> **Material shown**
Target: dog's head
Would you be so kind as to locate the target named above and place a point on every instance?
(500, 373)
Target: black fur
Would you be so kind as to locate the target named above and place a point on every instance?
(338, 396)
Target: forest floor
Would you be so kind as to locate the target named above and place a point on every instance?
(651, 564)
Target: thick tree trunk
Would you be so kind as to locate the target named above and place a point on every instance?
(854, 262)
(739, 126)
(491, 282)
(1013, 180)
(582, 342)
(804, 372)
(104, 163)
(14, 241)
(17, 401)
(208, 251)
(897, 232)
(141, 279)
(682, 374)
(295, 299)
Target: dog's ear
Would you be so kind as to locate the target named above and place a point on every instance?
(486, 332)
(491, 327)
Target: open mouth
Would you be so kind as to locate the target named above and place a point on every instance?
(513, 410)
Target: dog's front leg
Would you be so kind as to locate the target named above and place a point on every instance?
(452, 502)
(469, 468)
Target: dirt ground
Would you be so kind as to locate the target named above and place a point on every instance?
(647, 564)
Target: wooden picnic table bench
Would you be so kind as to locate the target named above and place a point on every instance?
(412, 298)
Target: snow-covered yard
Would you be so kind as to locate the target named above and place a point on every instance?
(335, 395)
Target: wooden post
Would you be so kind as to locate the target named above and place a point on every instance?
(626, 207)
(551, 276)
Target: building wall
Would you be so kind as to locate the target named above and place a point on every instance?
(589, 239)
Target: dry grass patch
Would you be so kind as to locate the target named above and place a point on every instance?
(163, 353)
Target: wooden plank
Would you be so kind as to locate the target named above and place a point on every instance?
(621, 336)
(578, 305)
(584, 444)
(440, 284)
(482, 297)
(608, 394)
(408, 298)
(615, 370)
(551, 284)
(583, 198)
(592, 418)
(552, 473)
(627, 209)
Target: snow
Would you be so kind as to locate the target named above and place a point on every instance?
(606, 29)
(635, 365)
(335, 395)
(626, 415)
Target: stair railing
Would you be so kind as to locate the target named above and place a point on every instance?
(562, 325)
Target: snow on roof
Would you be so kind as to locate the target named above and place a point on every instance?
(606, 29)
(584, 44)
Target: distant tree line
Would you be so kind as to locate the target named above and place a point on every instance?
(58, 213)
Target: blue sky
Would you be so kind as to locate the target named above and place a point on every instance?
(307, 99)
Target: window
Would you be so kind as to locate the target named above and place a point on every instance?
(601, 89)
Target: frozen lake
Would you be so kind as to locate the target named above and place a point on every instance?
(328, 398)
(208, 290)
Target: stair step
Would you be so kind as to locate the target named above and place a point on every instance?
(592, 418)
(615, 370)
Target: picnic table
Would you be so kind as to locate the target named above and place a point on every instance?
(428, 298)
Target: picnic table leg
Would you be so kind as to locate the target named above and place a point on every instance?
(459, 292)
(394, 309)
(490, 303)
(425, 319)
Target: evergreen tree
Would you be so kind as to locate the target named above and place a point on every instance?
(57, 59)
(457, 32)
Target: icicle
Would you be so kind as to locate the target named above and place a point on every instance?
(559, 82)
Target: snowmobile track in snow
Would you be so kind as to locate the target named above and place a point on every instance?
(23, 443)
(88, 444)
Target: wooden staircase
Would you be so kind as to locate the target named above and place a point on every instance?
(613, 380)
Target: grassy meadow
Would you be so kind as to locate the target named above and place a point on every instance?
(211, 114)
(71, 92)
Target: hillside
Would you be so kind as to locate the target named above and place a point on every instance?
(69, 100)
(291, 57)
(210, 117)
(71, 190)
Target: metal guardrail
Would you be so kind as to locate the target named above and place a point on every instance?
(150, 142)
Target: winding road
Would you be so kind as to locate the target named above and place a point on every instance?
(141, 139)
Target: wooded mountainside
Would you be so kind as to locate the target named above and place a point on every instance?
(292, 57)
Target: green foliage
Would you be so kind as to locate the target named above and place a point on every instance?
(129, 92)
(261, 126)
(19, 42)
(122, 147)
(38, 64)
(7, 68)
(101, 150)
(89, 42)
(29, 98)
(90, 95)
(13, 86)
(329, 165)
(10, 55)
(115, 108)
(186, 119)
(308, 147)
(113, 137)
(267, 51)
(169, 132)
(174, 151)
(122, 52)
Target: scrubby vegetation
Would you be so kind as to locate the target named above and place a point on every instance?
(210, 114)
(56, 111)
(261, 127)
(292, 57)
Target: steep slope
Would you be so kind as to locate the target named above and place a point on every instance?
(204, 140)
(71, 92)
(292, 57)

> **Requirement**
Write down all the entries again without a single difference.

> **Output for this task**
Target: dog's head
Would you be so kind as to locate the target named above and place a point on every instance?
(500, 373)
Target: black fur
Would you be so kind as to locate the target named above and place a point on every instance?
(338, 396)
Target: forest floor
Would you be so kind as to locate the target named above and place a point on every instance?
(651, 564)
Target: thick tree trunk
Would you be so kind as to locate the target named above and place a point on every instance?
(854, 262)
(739, 126)
(491, 282)
(1013, 180)
(582, 342)
(804, 372)
(104, 163)
(14, 241)
(17, 401)
(208, 251)
(897, 232)
(141, 279)
(682, 374)
(295, 299)
Target: dog's ear
Would you be so kind as to locate the target named above and place a point on every instance?
(486, 332)
(491, 327)
Target: open mouth
Would you be so kind as to locate the target named above and place a point on every instance?
(513, 410)
Target: dog's front leg
Would you be so kind as to locate the target named above and place a point on every instance?
(452, 502)
(469, 468)
Target: dirt ground
Would you be so kind as to locate the target named above and place a point on every instance?
(647, 564)
Target: wooden picnic table bench
Would you be so kind as to locate the target named above and place a point on every instance?
(412, 298)
Target: snow-covered yard
Would you be so kind as to locate the target named above and place a point on every instance?
(335, 395)
Target: wooden post
Would you be so kind as to locate the target named above and place a point on every instance?
(626, 207)
(551, 276)
Target: building wall
Would you be so kind as to locate the target named above and place a point on every instance?
(589, 239)
Target: dry grass patch
Would you be so kind as to locate the target named above and place a point on every instance?
(163, 353)
Target: wooden plank
Would you be so kind as to locate the target named above and place a point on every instance?
(621, 336)
(578, 305)
(584, 444)
(440, 284)
(482, 297)
(608, 394)
(408, 298)
(615, 370)
(551, 284)
(583, 198)
(592, 418)
(552, 473)
(627, 209)
Target: snow
Would you be so kind as to locate the target named above and place a point on every instance?
(606, 29)
(635, 365)
(335, 395)
(626, 415)
Target: stair railing
Would you be so kind as to locate the target named above and place a point on every instance?
(562, 325)
Target: snow on roof
Would you be so kind as to locate the target named above and place a point on every instance?
(606, 29)
(584, 44)
Target: distant tree line
Would you be so kind as to locate the target named above and place a point on every instance?
(58, 213)
Target: blue sky
Would you be so kind as to locate the target named above and place a point on every instance?
(307, 99)
Target: window
Would you be so kind as to locate the target named above and place a point on every instance?
(601, 89)
Target: frozen lake
Would you be so kind as to locate the target named above and place a point on every instance?
(328, 398)
(208, 290)
Target: stair step
Would you be so kind as to locate the target named above and place a point on every instance?
(592, 418)
(615, 370)
Target: picnic table
Would you be so kind as to locate the target named above and place a point on every instance?
(428, 298)
Target: picnic table leg
Would you be so kind as to locate the target named above and place a point on every instance?
(459, 292)
(394, 309)
(490, 303)
(425, 319)
Target: evergreen tree
Would you be so kind as to locate the target named above and place a point on every instance?
(57, 59)
(457, 32)
Target: icicle
Would you be so kind as to locate the target named above and place a point on every instance?
(559, 82)
Target: snowmobile track in snow
Would you be so kind as to locate the target named above and place a point on every instance?
(23, 443)
(88, 444)
Target: wooden staircase
Would you be so kind as to locate the target named above and place a point on every instance?
(613, 380)
Target: grassy meadow
Would you be so kind as to locate the target named above and place a point on every instance?
(211, 114)
(71, 92)
Target: hillside
Would you be so kind as to locate the target named above and place a point on every instance?
(69, 100)
(291, 57)
(210, 117)
(71, 190)
Target: metal guardrail
Would you be so kind as to locate the target named above and place a point on every instance?
(150, 142)
Target: winding road
Would you be so kind as to locate the target named above and place a point on every instance?
(141, 139)
Target: wooded mountainside
Would you be so kind as to locate the target named above and place a point on every instance?
(292, 57)
Target: green foliage
Would you be so kind as to locate the target named above and place a point on every instance?
(129, 92)
(261, 126)
(19, 42)
(122, 147)
(38, 64)
(7, 68)
(101, 150)
(89, 42)
(29, 98)
(90, 95)
(13, 86)
(329, 165)
(10, 55)
(115, 108)
(186, 119)
(308, 147)
(113, 137)
(267, 51)
(169, 132)
(174, 151)
(122, 52)
Target: scrubby vegetation
Would you be so kind as to locate the target named above and place a point on every instance?
(210, 114)
(56, 111)
(261, 127)
(292, 57)
Target: steep slope
Would you be so kind as to locate the target named above and place a point on every instance?
(204, 140)
(71, 92)
(292, 57)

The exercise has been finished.